**抜粋資料:**
--*--

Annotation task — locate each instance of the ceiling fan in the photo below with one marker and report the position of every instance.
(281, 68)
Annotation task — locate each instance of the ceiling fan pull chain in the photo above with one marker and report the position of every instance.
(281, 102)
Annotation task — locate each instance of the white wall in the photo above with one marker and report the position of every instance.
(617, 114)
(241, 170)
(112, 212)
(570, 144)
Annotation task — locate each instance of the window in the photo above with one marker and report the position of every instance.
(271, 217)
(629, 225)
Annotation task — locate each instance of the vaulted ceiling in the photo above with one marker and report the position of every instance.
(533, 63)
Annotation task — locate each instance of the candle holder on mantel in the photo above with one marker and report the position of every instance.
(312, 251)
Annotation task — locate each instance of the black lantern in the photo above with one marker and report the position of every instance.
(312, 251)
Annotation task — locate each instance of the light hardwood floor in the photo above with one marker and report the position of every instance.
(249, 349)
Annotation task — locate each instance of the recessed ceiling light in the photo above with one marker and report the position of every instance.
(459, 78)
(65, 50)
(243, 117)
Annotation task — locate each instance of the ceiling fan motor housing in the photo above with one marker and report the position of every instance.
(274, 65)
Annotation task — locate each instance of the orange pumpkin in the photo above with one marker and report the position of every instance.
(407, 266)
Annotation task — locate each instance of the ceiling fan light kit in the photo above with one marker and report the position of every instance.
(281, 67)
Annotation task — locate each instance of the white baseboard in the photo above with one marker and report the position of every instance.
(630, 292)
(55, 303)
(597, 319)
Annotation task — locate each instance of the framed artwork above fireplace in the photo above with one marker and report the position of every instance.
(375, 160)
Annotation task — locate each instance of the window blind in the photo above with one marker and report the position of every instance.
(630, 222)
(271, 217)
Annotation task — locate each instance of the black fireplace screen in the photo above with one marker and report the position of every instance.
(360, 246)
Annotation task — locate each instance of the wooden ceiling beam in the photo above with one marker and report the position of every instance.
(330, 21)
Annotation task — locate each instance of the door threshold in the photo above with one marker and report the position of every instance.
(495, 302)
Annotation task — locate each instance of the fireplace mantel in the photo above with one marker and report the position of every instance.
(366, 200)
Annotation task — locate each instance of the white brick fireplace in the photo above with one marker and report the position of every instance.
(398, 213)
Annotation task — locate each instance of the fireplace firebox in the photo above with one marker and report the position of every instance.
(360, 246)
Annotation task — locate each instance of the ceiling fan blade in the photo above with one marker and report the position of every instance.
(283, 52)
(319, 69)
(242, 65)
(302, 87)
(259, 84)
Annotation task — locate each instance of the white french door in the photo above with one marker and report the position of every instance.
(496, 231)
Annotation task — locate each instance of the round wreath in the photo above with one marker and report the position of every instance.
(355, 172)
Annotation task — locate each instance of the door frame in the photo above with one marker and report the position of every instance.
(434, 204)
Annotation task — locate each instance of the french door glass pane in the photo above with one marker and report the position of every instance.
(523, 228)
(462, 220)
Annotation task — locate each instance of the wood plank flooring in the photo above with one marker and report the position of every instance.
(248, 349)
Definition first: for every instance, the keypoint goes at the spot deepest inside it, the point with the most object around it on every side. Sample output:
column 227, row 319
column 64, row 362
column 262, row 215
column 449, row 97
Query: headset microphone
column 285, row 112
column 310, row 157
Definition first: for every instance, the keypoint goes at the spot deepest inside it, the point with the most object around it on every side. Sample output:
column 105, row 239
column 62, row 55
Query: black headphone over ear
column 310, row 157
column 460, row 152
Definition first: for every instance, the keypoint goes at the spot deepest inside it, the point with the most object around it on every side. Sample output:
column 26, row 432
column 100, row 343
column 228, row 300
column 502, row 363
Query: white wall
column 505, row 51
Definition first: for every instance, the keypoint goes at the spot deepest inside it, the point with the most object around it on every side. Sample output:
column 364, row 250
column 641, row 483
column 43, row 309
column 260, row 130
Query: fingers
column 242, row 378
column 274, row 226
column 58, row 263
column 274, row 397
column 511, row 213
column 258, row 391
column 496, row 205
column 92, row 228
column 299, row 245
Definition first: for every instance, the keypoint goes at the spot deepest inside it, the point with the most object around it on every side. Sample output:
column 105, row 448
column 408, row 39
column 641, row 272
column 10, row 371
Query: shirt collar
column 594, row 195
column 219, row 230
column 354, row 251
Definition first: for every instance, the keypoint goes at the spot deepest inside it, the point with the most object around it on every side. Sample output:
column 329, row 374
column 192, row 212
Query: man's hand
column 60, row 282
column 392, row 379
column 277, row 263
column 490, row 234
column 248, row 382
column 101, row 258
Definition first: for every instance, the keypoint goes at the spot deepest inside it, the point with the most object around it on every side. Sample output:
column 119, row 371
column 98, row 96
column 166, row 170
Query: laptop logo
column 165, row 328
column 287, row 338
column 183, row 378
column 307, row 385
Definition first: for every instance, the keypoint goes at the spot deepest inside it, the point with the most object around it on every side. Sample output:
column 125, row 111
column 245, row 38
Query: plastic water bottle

--*--

**課題:** 資料のうち「Annotation task — locate each instance of the wood plank」を含む行から「column 505, row 51」を含む行まで（両端を含む）を、1行を1つの文字列とするJSONリストに整形せよ。空行は入れない。

**解答例:**
[
  "Annotation task — locate each instance of the wood plank flooring in the photo above with one marker and report the position of every instance.",
  "(248, 349)",
  "Definition first: for every instance, the keypoint goes at the spot deepest inside it, the point with the most object around it on every side. Sample output:",
  "column 227, row 319",
  "column 64, row 362",
  "column 262, row 215",
  "column 449, row 97",
  "Query: headset microphone",
  "column 285, row 112",
  "column 310, row 157",
  "Definition first: for every instance, the keypoint goes at the spot deepest inside it, the point with the most object around it on every side. Sample output:",
  "column 105, row 239",
  "column 62, row 55",
  "Query: black headphone over ear",
  "column 310, row 157",
  "column 460, row 152",
  "Definition first: for every instance, the keypoint goes at the spot deepest inside it, the point with the most object around it on every side. Sample output:",
  "column 26, row 432",
  "column 100, row 343",
  "column 228, row 300",
  "column 502, row 363",
  "Query: white wall",
  "column 505, row 51"
]